• **WHAT THE TASK REQUIRES**: Return the entire listing, character for character.

• **DATASET RECORDS**:
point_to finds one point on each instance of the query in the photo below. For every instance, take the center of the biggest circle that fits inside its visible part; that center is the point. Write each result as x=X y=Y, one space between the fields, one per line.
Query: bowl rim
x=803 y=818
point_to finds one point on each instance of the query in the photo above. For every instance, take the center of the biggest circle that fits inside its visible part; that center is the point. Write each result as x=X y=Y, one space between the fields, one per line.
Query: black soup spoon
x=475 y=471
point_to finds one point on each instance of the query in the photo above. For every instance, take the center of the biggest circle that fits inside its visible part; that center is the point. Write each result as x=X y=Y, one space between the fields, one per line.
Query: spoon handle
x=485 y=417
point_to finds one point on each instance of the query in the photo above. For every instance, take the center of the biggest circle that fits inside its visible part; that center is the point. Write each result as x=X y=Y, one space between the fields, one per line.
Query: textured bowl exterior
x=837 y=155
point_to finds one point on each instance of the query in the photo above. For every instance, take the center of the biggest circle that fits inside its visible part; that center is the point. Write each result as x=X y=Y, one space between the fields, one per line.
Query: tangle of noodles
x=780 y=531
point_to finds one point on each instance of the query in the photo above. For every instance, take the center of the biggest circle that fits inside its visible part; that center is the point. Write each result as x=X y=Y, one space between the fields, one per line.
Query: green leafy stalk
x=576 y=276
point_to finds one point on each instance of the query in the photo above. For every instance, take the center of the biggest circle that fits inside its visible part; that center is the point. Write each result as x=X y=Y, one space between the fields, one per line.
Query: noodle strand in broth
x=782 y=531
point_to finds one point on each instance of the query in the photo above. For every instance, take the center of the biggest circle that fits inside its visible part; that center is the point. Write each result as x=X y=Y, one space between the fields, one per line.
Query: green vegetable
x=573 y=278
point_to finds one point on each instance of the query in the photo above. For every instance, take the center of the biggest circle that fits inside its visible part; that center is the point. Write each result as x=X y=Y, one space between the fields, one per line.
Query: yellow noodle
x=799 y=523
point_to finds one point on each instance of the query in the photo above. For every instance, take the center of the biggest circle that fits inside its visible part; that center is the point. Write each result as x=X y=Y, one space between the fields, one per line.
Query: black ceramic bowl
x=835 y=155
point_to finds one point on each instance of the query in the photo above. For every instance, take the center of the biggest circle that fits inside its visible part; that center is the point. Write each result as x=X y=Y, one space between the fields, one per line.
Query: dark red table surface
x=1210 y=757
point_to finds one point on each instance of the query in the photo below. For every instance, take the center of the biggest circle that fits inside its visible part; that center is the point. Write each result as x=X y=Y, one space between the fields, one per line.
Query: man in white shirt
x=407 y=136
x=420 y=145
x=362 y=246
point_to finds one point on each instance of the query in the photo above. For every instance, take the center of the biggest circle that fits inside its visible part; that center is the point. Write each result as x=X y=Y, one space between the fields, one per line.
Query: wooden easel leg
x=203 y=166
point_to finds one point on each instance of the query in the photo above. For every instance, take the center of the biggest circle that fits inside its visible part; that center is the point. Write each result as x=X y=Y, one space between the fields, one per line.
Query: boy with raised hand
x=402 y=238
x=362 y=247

• **WRITTEN RESPONSE**:
point_to finds one point on each instance of the query in the photo below. For every instance, take the center of the biggest circle that fits inside its visible part; that center is the point. Write each result as x=X y=Y, one space between the fields, one per line.
Query: bowl rim
x=803 y=818
point_to finds one point on each instance of the query in the photo above. For every instance, take the center of the biggest circle that fits inside its visible part; that center is the point. Write each result as x=X y=Y, one space between the fields, one per line.
Query: black soup spoon
x=475 y=471
point_to finds one point on each instance of the query in the photo above. For every instance, take the center of the biggest circle that fits inside its visible part; that center is the point. Write each result as x=X y=Y, one space between the fields, one per line.
Query: spoon handle
x=485 y=417
point_to finds one point on each instance of the query in the photo above. For every instance, take the center of the biggest circle that fits inside its visible part; that center is the point. Write each result as x=X y=Y, one space between the fields, one per line.
Query: textured bowl exterior
x=837 y=155
point_to finds one point on each instance of the query in the photo above. For every instance, take the center of the biggest circle that fits inside its visible part; that center is the point. Write each result as x=X y=Y, one space between the fields, one per line.
Query: tangle of noodles
x=780 y=531
point_to finds one point on each instance of the query in the photo above. For every instance, take the center of the biggest circle that fits inside its visible part; that center is the point. Write each result as x=X y=Y, one space between the fields, one per line.
Query: green leafy stalk
x=576 y=276
point_to finds one point on each instance of the query in the photo above. For every instance, take the center of the biggest circle that fits inside its visible part; that center is the point. Write each result as x=X y=Y, one space between the fields, one per line.
Query: noodle strand in broth
x=782 y=531
point_to finds one point on each instance of the query in the photo above. For every instance, take the center of the biggest circle that fits inside its visible part; that center is the point. Write each result as x=X y=Y, one space between the fields, one per line.
Query: green vegetable
x=573 y=278
point_to finds one point on each instance of the query in the photo above. For every instance, take the center of the biggest circle that fits inside its visible part; that center is the point. Write each result as x=X y=Y, one space between the fields, one per line.
Query: yellow noodle
x=799 y=523
point_to finds one point on each instance of the query in the photo above. For every instance, take the center of the biggest circle that fits inside its visible part; that center is the point. Write each result as x=X y=Y, one space between the fields, one per line.
Query: black ceramic bowl
x=835 y=155
point_to finds one point on each instance of the query in the photo above. For every instance, take the center of the biggest circle that fits inside its visible part; that center is the point. Write each result as x=X y=Y, one space between the fields, one per line.
Query: dark red table surface
x=1210 y=757
point_to finds one point on each instance of the query in the photo below. For every instance, take the center of the biggest circle that fits inside its visible part; that center is the point. Write each result as x=X y=Y, one space between the fields, one per line.
Query: man in white shirt
x=407 y=136
x=420 y=145
x=362 y=246
point_to finds one point on each instance of the query in the photo above. For every instance, take the center of the biggest circle that fits inside its visible part; that center is the point. Write each result as x=X y=Y, one space between the fields, one per line.
Query: wooden easel leg
x=203 y=166
point_to finds one point on each instance of the query in the photo above. For every instance, take the center of the biggest circle that fits inside its visible part; that center is the point. Write each result as x=X y=Y, one space between the fields, one per line.
Query: boy with raised hand
x=402 y=238
x=362 y=247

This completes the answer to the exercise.